Required work>
Print, word for word, the opening line of the data below and every line after it through the line that contains "box: [308, 268, 366, 327]", but not the pictures.
*** The data ***
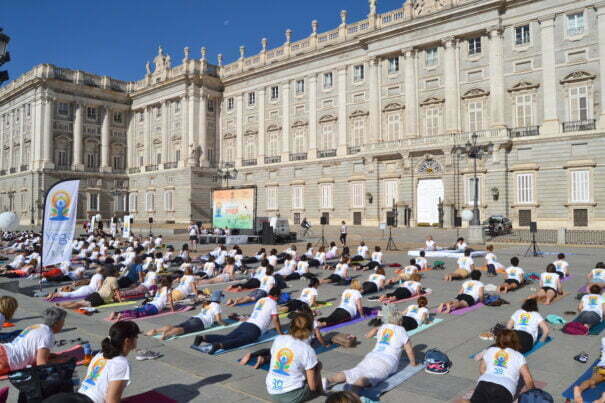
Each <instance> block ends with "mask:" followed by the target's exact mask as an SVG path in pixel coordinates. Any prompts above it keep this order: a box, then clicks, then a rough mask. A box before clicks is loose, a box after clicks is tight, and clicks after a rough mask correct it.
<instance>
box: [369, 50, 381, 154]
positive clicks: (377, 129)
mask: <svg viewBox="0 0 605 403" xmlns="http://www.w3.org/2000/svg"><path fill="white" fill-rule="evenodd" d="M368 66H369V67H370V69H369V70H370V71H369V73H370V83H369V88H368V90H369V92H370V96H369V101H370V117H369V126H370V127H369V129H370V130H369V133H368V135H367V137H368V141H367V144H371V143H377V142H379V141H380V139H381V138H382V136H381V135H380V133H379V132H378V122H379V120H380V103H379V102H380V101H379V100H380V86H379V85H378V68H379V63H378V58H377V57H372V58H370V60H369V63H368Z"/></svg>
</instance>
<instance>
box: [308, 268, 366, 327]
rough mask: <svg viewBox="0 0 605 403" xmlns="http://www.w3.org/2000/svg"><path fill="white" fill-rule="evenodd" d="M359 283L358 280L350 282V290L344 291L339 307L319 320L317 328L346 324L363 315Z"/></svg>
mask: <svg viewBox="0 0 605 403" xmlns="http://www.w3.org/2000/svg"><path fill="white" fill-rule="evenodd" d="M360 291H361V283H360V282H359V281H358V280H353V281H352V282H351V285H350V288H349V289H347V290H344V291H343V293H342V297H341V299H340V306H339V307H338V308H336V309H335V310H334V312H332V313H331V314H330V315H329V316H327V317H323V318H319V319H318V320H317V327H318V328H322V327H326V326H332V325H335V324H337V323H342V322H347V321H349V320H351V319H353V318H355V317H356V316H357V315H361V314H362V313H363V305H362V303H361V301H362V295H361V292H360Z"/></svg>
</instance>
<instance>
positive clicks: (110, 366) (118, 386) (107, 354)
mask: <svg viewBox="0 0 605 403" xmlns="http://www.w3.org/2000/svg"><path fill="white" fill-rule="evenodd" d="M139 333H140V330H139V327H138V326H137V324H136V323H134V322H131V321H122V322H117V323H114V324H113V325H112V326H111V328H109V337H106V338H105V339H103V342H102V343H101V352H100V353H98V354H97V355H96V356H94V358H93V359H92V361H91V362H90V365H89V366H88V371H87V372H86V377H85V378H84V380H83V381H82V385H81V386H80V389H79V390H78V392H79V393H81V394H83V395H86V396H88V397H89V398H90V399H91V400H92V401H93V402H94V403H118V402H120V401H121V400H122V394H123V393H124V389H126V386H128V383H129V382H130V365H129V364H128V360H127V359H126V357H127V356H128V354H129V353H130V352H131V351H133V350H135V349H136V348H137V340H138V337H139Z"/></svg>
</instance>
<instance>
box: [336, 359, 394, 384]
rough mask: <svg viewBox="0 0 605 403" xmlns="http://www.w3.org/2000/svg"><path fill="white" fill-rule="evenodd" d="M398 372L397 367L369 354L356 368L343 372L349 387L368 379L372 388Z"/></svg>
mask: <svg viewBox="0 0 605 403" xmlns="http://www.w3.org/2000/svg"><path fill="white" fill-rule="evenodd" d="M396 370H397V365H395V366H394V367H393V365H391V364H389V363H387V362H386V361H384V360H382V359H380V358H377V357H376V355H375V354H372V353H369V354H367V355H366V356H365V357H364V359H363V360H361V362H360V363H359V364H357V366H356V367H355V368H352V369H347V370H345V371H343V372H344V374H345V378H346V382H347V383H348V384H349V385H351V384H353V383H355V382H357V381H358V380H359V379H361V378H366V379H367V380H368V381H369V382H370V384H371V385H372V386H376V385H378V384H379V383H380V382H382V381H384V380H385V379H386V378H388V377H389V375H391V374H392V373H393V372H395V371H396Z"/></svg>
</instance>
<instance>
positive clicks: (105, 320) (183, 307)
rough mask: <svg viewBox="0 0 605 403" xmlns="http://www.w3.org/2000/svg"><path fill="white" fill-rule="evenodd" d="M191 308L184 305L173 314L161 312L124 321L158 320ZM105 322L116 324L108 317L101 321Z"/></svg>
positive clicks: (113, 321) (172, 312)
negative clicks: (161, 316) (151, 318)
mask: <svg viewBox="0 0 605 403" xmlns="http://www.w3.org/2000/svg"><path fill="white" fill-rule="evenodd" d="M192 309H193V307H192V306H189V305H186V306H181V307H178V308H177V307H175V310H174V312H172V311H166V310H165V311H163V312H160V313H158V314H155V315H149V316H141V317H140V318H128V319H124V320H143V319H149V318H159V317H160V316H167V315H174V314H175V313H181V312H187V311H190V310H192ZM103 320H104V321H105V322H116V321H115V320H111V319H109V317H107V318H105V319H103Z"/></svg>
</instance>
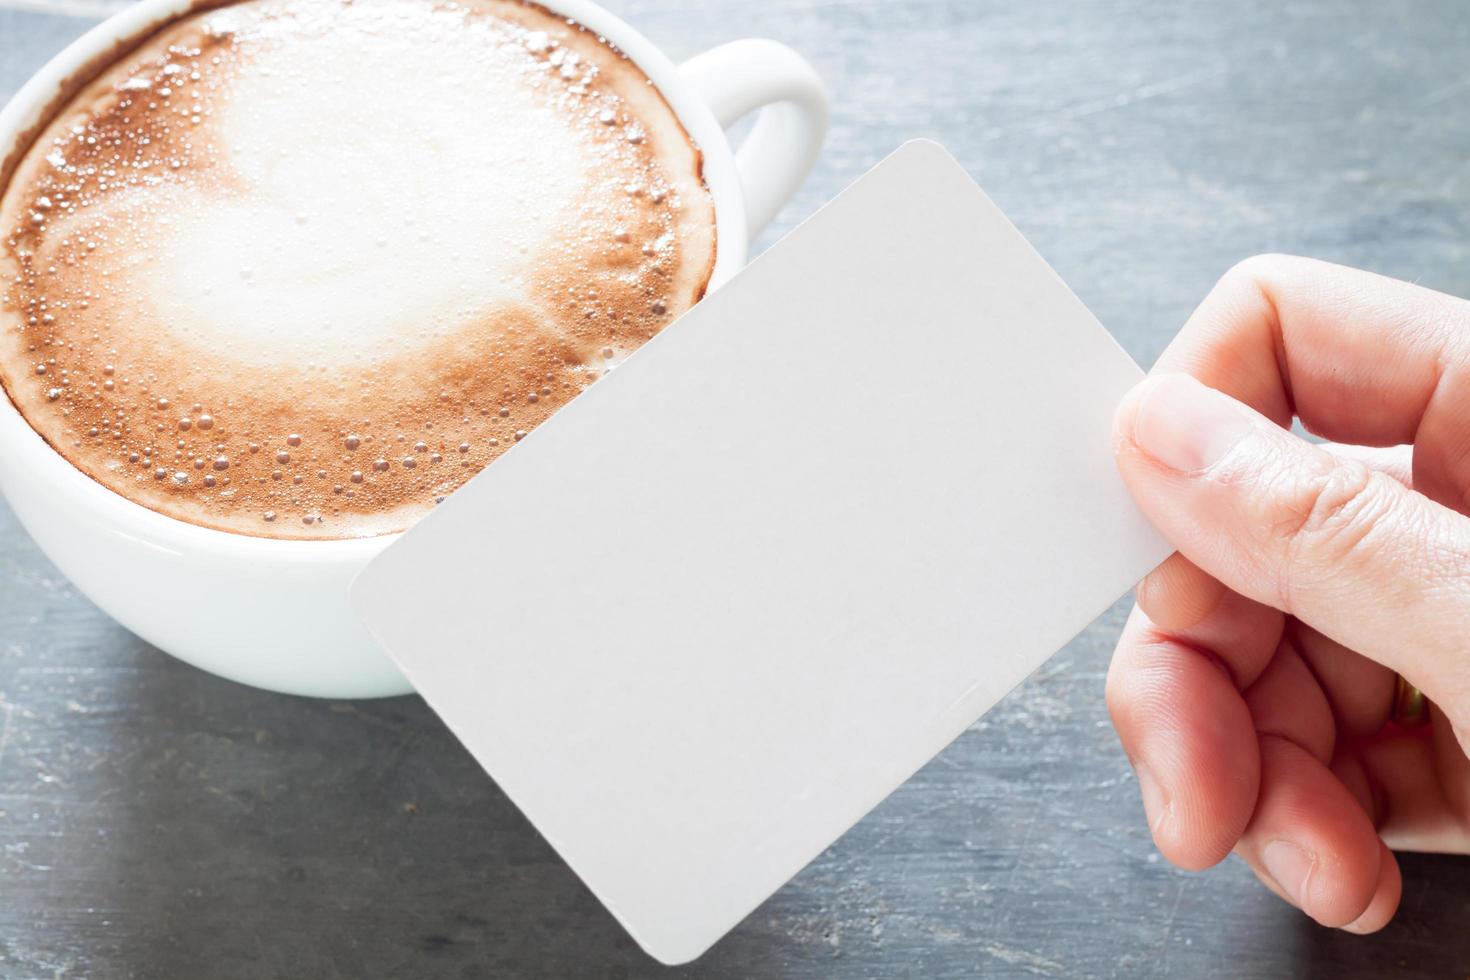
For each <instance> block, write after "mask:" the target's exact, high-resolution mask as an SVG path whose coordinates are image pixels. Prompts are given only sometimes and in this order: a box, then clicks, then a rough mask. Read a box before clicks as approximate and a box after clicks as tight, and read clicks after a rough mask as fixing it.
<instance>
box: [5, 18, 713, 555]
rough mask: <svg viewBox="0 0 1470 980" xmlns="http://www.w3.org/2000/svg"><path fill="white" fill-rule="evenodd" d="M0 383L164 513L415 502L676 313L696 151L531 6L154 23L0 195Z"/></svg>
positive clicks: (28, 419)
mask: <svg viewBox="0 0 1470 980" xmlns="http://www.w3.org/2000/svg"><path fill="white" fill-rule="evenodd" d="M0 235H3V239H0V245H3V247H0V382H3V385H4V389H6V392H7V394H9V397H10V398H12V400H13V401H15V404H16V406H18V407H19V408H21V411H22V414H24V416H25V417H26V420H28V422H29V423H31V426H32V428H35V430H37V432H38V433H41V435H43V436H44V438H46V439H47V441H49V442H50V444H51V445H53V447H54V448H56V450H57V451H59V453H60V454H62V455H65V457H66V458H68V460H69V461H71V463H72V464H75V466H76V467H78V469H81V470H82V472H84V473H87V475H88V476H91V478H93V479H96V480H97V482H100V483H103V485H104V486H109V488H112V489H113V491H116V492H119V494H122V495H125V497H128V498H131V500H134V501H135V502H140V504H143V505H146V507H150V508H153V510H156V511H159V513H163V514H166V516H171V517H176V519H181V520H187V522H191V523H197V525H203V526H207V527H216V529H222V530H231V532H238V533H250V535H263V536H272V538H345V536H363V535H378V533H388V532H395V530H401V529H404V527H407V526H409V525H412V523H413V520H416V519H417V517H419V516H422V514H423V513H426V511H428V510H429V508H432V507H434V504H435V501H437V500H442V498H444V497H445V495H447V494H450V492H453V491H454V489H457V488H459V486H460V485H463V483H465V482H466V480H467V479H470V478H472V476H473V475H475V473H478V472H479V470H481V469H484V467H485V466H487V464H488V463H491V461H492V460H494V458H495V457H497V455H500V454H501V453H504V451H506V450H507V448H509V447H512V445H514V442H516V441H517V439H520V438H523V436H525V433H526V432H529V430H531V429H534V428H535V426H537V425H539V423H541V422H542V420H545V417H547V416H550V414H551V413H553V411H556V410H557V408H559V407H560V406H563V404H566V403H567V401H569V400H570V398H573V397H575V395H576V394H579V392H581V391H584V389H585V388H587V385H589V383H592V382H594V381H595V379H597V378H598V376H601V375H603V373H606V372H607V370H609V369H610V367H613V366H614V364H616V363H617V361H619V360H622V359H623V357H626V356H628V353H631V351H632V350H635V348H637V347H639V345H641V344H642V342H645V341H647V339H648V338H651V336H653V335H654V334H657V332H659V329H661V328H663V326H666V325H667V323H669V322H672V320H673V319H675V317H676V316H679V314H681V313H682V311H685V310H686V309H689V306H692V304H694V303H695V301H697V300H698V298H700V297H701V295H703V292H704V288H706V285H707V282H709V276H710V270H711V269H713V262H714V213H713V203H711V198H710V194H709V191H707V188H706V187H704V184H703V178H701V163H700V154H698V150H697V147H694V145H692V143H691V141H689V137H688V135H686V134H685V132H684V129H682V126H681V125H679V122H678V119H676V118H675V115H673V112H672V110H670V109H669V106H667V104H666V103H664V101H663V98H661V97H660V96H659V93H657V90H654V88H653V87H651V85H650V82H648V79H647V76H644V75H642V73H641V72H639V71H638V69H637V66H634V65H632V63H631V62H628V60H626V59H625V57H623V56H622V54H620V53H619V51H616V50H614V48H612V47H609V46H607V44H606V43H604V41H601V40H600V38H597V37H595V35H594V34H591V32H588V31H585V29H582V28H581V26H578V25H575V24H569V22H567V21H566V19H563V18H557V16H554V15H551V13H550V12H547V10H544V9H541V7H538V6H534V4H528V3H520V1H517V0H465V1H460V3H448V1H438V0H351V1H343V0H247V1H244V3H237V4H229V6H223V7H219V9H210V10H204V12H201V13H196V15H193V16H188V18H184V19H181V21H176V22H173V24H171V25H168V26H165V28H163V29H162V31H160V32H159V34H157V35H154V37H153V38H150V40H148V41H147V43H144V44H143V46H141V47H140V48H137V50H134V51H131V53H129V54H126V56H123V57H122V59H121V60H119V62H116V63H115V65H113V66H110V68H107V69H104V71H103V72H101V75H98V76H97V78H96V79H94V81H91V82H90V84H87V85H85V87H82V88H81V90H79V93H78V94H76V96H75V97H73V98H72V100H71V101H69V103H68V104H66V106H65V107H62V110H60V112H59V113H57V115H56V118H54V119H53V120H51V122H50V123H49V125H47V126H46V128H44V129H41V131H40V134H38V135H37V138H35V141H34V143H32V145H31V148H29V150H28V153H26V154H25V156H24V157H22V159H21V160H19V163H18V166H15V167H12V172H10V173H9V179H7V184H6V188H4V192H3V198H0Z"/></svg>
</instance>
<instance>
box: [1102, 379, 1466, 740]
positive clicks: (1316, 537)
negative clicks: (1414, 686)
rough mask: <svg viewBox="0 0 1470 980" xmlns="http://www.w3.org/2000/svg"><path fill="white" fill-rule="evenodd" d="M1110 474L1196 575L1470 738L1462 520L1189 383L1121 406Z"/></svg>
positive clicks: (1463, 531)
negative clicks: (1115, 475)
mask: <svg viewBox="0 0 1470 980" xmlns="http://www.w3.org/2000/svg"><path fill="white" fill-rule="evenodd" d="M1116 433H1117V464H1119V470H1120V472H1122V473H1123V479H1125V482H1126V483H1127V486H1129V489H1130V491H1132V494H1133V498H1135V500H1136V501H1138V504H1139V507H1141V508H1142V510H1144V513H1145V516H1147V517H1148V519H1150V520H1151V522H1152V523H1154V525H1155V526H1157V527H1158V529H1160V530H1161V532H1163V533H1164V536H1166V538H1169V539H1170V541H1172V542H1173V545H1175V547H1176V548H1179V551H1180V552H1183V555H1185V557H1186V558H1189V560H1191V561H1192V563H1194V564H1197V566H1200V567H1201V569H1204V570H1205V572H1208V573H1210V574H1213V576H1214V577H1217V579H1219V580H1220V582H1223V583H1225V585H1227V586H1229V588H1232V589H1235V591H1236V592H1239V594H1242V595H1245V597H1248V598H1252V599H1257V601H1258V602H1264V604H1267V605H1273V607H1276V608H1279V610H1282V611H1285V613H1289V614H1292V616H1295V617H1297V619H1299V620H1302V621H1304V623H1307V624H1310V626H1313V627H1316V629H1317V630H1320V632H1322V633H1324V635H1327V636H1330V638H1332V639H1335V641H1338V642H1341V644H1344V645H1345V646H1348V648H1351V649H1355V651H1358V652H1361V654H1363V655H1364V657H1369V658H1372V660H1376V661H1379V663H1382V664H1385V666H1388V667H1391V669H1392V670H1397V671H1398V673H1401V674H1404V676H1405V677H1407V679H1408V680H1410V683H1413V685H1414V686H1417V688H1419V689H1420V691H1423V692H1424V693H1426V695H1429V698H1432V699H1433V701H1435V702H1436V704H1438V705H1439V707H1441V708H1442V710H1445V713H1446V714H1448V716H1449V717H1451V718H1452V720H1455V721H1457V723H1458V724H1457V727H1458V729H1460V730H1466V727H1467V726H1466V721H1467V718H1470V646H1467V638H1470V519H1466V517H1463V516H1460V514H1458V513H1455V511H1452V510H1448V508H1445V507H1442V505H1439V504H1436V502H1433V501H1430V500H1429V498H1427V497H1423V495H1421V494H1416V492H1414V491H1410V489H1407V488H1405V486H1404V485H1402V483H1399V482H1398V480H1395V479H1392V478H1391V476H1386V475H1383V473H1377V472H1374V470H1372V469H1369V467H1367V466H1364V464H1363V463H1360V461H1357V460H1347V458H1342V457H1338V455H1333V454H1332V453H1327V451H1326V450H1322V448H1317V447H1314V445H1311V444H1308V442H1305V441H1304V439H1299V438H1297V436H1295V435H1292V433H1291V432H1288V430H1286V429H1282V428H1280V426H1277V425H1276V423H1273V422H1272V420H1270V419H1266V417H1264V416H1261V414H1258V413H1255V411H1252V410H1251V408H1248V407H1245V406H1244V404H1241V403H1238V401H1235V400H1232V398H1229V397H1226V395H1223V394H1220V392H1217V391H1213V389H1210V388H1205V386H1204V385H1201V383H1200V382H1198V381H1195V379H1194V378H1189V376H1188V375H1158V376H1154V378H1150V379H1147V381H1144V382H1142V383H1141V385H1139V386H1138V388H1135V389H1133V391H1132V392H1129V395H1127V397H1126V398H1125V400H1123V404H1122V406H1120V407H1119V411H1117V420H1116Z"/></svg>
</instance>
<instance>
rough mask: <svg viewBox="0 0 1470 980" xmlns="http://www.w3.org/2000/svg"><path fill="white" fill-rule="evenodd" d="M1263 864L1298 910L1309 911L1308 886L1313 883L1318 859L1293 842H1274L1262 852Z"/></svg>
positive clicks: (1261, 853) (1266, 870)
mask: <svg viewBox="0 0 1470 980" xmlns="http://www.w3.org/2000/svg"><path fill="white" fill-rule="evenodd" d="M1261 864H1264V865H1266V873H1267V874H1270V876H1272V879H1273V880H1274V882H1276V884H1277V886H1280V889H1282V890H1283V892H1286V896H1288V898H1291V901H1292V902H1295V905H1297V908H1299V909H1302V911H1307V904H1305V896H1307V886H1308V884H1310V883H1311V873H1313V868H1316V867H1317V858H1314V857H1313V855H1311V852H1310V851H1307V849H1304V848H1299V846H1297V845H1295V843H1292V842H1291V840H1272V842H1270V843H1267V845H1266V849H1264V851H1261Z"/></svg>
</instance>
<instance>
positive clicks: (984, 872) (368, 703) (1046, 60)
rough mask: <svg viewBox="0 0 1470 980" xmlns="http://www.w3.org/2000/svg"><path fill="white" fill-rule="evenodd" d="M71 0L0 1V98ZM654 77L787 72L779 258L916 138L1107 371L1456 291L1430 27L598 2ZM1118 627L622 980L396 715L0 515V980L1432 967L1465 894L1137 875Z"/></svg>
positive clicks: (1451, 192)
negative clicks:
*** End of The data ***
Result for this task>
Each <instance> block ends with "mask:" followed by the target's exact mask as an SVG path in pixel coordinates. Any prompts above it keep this order: a box, then clicks, then a rough mask. A box before clicks is loose, a box after clicks is tight, and clicks after a rough mask correct it.
<instance>
box: [369, 50, 381, 154]
positive clicks: (377, 129)
mask: <svg viewBox="0 0 605 403" xmlns="http://www.w3.org/2000/svg"><path fill="white" fill-rule="evenodd" d="M368 66H369V67H370V69H369V70H370V71H369V73H370V83H369V88H368V90H369V92H370V96H369V101H370V117H369V126H370V127H369V129H370V130H369V133H368V135H367V137H368V141H367V144H371V143H377V142H379V141H380V139H381V138H382V136H381V135H380V133H379V132H378V122H379V120H380V103H379V102H380V101H379V100H380V86H379V85H378V68H379V63H378V58H377V57H372V58H370V60H369V63H368Z"/></svg>
</instance>
<instance>
box: [308, 268, 366, 327]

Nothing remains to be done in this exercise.